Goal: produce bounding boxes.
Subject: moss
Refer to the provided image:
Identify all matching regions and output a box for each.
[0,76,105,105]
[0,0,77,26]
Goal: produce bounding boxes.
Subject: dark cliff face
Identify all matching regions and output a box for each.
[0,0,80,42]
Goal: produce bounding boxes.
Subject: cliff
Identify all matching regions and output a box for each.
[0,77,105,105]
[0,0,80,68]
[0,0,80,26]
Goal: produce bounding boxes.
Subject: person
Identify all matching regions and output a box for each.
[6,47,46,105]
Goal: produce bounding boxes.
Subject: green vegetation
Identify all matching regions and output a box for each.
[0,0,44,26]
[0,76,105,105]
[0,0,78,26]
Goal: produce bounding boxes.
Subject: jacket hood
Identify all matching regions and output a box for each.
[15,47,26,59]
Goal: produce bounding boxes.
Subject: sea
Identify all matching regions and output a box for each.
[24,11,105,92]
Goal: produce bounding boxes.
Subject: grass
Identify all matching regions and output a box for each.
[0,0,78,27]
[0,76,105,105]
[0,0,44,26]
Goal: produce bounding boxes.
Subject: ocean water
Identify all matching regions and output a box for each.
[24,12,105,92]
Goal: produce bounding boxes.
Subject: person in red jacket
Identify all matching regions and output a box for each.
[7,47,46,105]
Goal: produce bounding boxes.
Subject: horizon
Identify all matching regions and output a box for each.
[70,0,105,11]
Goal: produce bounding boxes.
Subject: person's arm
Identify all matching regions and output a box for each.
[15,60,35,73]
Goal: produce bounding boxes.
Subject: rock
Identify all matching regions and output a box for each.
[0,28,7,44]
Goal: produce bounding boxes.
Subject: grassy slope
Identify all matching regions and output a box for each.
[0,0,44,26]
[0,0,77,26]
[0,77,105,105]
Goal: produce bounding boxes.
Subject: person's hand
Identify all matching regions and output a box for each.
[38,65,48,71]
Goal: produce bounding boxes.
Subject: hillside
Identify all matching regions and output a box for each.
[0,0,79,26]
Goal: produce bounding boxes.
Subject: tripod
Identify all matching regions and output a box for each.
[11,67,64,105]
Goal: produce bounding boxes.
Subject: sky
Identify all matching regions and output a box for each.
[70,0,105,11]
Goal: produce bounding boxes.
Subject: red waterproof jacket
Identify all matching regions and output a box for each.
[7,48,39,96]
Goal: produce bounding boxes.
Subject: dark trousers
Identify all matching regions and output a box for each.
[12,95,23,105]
--------------------------------
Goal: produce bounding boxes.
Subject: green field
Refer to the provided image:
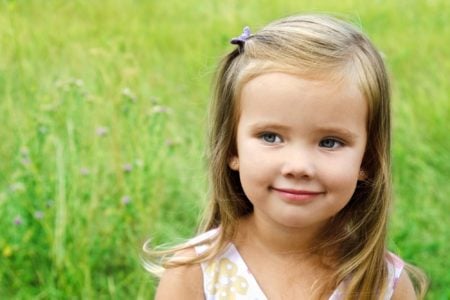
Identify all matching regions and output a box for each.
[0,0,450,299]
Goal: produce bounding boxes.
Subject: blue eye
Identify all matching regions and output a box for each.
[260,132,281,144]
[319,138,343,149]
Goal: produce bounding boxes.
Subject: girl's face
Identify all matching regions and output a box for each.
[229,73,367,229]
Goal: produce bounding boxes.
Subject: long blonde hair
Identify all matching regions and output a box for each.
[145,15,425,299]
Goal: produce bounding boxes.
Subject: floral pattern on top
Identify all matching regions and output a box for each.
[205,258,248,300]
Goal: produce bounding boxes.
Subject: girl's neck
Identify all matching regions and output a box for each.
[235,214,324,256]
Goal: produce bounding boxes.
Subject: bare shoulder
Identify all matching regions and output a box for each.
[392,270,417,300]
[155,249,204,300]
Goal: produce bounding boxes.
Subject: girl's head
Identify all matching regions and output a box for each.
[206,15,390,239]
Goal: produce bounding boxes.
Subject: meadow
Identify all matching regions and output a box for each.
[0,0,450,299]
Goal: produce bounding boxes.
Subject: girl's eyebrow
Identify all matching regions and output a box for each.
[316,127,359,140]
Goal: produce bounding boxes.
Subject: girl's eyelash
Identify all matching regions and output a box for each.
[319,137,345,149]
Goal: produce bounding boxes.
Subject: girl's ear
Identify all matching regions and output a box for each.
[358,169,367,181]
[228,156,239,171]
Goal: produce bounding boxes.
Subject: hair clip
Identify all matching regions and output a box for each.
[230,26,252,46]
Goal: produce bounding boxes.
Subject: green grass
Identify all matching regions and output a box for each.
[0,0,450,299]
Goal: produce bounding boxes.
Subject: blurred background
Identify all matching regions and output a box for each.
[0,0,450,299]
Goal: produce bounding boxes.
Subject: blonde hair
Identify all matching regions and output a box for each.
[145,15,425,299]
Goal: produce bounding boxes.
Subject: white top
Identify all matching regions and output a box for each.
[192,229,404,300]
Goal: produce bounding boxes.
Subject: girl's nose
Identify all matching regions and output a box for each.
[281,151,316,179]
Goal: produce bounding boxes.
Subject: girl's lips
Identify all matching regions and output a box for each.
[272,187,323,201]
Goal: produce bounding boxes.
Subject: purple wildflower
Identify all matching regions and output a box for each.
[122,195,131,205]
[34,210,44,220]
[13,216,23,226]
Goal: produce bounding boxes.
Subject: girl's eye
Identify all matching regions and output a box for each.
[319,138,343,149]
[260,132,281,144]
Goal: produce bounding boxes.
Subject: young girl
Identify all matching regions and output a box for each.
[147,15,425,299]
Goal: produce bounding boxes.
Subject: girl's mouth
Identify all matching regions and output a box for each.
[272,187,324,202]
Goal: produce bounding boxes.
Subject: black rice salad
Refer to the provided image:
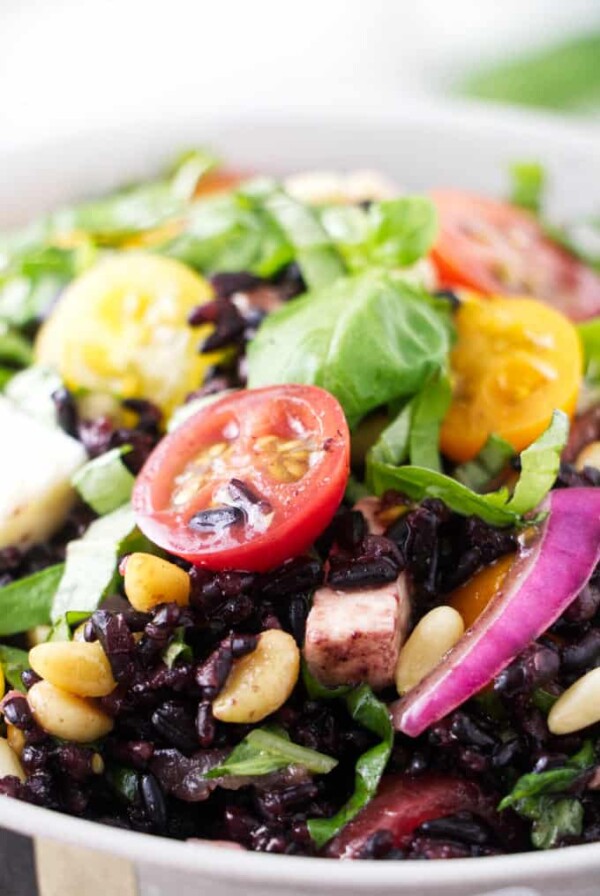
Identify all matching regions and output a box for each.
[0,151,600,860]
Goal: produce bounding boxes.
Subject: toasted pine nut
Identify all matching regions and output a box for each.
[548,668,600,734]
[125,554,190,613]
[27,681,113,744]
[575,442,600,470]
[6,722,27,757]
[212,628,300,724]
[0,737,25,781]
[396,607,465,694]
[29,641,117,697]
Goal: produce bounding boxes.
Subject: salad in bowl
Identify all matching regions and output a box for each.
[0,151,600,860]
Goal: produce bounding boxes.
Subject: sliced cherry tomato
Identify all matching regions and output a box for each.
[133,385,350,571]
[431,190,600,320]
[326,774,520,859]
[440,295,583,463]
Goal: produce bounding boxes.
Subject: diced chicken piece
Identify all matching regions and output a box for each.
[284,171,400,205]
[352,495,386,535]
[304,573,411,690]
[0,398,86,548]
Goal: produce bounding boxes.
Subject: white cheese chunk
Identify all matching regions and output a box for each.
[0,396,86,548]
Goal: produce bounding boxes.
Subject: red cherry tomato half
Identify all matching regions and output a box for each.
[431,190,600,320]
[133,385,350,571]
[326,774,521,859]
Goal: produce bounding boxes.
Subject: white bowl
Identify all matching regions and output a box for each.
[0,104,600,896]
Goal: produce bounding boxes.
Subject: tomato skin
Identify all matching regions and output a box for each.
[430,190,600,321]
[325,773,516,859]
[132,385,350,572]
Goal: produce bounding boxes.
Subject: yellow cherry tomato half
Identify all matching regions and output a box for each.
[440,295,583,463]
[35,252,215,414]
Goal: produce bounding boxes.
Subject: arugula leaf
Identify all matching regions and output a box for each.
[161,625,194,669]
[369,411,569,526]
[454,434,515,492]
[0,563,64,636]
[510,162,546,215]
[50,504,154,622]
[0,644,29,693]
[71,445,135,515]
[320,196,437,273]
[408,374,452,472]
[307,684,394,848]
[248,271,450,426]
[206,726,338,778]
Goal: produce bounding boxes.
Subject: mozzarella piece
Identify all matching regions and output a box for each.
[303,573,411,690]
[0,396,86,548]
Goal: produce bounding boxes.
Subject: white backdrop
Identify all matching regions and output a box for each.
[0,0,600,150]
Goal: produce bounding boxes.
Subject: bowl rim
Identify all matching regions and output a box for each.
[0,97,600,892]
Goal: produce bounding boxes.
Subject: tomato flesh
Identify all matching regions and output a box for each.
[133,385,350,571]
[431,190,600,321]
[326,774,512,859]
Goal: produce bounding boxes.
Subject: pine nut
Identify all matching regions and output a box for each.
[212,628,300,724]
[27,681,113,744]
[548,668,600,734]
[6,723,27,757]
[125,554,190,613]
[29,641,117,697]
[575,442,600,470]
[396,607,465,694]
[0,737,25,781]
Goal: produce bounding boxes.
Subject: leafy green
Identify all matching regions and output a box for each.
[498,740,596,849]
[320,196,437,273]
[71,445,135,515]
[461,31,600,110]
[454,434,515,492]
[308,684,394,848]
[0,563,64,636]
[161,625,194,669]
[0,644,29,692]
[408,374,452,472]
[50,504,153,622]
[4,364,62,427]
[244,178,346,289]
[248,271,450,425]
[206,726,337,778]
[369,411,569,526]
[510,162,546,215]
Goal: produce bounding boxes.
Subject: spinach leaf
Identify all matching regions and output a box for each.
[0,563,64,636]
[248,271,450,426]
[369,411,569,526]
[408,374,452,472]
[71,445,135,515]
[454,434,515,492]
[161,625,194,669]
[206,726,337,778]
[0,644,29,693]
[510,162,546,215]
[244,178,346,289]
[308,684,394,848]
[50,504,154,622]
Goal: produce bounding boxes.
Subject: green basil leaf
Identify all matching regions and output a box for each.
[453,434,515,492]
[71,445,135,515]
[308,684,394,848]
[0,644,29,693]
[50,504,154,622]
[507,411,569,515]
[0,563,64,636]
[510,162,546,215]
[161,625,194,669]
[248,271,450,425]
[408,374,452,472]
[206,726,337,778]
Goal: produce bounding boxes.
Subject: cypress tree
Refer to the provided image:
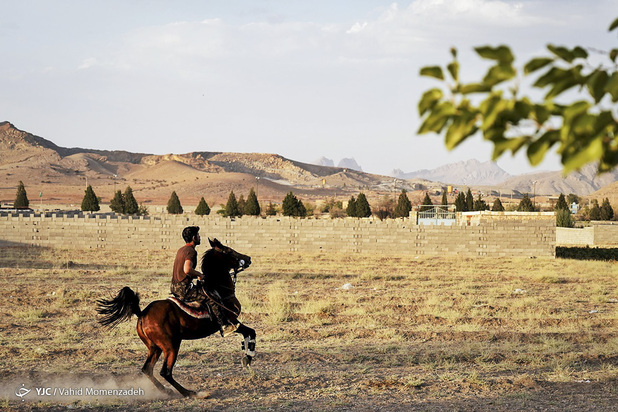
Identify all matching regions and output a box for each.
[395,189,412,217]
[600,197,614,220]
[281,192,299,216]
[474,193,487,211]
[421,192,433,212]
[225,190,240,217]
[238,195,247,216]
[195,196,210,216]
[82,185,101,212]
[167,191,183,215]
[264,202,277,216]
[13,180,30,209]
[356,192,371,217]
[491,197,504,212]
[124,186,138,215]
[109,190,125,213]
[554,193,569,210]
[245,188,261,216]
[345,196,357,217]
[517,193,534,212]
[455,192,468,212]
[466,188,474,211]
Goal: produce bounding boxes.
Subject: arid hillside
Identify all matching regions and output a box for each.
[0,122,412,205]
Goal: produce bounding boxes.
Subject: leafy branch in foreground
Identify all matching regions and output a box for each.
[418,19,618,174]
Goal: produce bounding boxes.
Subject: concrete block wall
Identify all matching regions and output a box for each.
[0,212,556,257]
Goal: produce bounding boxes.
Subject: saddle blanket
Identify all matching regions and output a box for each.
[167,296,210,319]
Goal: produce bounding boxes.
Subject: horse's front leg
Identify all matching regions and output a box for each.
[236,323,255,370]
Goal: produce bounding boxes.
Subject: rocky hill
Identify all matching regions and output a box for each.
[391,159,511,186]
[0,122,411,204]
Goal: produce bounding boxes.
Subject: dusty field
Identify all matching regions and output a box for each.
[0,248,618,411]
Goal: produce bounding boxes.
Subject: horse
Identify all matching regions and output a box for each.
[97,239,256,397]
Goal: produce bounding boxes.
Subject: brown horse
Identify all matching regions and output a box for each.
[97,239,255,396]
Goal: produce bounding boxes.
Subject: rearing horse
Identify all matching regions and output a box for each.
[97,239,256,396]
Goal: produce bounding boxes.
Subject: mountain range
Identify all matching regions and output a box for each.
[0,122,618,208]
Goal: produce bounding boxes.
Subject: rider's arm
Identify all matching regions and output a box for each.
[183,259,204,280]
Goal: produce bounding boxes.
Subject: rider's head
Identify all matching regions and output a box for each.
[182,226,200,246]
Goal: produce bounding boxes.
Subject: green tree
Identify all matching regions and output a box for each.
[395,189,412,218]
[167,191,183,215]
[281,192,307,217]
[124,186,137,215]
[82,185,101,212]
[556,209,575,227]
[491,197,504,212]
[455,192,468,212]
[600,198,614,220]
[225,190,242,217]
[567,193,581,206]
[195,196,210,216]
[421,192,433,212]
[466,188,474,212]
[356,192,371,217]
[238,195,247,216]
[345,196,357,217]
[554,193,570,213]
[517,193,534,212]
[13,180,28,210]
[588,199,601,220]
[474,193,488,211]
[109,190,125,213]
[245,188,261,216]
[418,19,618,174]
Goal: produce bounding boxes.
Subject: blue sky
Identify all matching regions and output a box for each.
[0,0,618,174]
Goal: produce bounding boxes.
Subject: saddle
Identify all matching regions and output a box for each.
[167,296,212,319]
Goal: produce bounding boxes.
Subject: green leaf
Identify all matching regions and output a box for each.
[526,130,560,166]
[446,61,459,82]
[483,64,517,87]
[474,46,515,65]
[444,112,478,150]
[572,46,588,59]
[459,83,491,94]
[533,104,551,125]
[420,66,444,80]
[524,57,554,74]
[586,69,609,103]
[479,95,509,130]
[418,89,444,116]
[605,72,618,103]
--------------------------------
EXERCISE OBJECTIVE —
Count the lines in the data above that contain the string "person", with uppercase and lowercase treated as different, and reply with only that number.

EXERCISE OUTPUT —
4